--- Material for the task Enclosed Below ---

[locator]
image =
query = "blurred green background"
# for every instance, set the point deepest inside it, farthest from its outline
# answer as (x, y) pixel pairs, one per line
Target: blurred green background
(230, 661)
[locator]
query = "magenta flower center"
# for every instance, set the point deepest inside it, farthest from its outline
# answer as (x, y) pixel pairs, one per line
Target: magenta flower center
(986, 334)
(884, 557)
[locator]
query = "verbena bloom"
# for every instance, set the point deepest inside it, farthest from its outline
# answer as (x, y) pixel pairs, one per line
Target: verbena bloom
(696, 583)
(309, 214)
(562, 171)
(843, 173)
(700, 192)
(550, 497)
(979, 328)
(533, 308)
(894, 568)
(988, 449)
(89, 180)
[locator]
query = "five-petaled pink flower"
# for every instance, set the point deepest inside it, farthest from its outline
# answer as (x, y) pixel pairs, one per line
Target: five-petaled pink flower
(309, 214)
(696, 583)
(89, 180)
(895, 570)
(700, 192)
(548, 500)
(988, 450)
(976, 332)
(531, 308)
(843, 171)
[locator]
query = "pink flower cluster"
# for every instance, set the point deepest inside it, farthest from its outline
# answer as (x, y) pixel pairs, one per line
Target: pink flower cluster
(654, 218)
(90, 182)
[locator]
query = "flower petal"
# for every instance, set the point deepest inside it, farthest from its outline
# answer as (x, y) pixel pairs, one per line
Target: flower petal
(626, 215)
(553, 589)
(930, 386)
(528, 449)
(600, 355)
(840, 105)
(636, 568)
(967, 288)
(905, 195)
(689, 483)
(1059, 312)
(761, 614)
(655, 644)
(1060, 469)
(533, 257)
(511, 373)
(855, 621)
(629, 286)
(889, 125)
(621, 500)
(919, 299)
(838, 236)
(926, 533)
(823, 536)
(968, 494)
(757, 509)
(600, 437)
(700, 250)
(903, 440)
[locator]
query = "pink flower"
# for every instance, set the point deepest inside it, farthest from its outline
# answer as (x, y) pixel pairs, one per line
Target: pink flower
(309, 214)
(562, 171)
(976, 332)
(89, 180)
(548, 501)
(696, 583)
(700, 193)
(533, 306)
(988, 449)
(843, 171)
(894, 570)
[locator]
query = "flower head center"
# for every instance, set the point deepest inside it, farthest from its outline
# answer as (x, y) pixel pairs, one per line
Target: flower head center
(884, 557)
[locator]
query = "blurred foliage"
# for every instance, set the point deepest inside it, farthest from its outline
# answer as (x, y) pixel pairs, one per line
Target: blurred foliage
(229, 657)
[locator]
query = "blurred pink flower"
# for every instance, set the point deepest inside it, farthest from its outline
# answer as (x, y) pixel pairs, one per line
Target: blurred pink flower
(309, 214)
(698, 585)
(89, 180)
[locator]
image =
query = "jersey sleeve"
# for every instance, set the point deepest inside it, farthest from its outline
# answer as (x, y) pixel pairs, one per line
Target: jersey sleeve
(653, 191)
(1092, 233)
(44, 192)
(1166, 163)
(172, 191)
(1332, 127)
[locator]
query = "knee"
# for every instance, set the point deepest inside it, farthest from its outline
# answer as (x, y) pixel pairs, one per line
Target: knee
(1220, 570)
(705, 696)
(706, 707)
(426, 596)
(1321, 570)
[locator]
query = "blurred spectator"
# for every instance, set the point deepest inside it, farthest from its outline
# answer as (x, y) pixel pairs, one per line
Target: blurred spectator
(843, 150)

--- End of Enclosed Material for the task ---

Try it: A complete, exact transcription of the data above is the required answer.

Task output:
[locator]
image =
query = "blurred green background"
# for every instance, set the point deepest inside it, farthest from its outline
# answer as (x, y) pixel pairs, one per line
Target: blurred green background
(230, 661)
[locator]
query = "magenta flower center"
# for every instance, set the point deepest inside it, farthest from its outline
# answer as (x, y) pixel pairs, one per line
Target: magenta flower center
(986, 334)
(884, 557)
[locator]
query = "verbena bloom"
# for every instance, set the point deepest inside it, farthest from its outline
# answer as (x, y) pixel pairs, one per line
Target: verbena bloom
(696, 583)
(309, 214)
(562, 171)
(843, 173)
(700, 192)
(550, 497)
(979, 328)
(533, 308)
(894, 568)
(988, 449)
(89, 180)
[locator]
query = "five-petaled pink flower"
# for every instance, set the point deepest inside it, farthest from its outline
# answer as (x, y) pixel pairs, one per line
Target: five-petaled pink flower
(309, 214)
(696, 583)
(89, 180)
(895, 570)
(700, 192)
(548, 500)
(988, 450)
(976, 332)
(531, 308)
(843, 171)
[locator]
query = "pink flower cluster"
# for every instance, set the point deepest inside it, farthest from its outline
# answer as (x, y) pixel pairs, one per line
Target: pink flower cluster
(654, 218)
(90, 182)
[locator]
query = "flower petal"
# for every instance, set the point deepest inside it, farthest from its outline
# answer as (x, y) pixel pairs, one per line
Target: flower petal
(626, 215)
(553, 589)
(930, 386)
(528, 449)
(600, 355)
(840, 105)
(636, 568)
(967, 288)
(905, 195)
(689, 483)
(1059, 312)
(761, 614)
(655, 644)
(1060, 469)
(533, 257)
(511, 373)
(855, 621)
(629, 286)
(889, 125)
(621, 500)
(919, 299)
(838, 236)
(926, 533)
(823, 536)
(968, 494)
(757, 509)
(600, 437)
(700, 250)
(903, 440)
[locator]
query = "pink flower"
# for every instance, set the point deepest inside it, farthest from its outline
# answer as (x, y) pixel pairs, one per line
Target: pink flower
(309, 214)
(562, 171)
(976, 332)
(89, 180)
(548, 501)
(696, 583)
(700, 193)
(533, 306)
(988, 449)
(843, 171)
(894, 570)
[locator]
query = "flower head center"
# for every instance, set the point deepest inside it, farthest from its outline
# answer as (x, y) pixel pairs, one per line
Target: flower head center
(884, 557)
[locator]
query = "blurred foliage"
# for every instance, set the point deepest inside it, farthest from its outline
# answer as (x, y) pixel pairs, one per line
Target: blurred foliage
(229, 657)
[locator]
query = "blurred pink flower"
# for every instance, set the point deepest inside it, farthest from its outline
# answer as (x, y) pixel pairs, one per line
Target: blurred pink flower
(309, 214)
(698, 585)
(89, 180)
[locator]
image =
query = "jersey sleeve"
# for every instance, set the point deepest inside it, farthest from its outline
# answer as (x, y) pixel pairs, one per line
Target: jersey sleeve
(653, 191)
(1092, 233)
(44, 192)
(1166, 163)
(172, 191)
(1332, 127)
[locator]
query = "knee"
# for every instance, set the point deepest inside it, farthest from its outline
# answer as (x, y) pixel pairs, one per line
Target: knee
(1220, 570)
(705, 696)
(706, 707)
(426, 596)
(1321, 570)
[locator]
query = "blurred spectator"
# for every instance, set the point deepest inside it, farthest from its outline
# answer as (x, y) pixel pairs, one per line
Target: blurred spectator
(843, 150)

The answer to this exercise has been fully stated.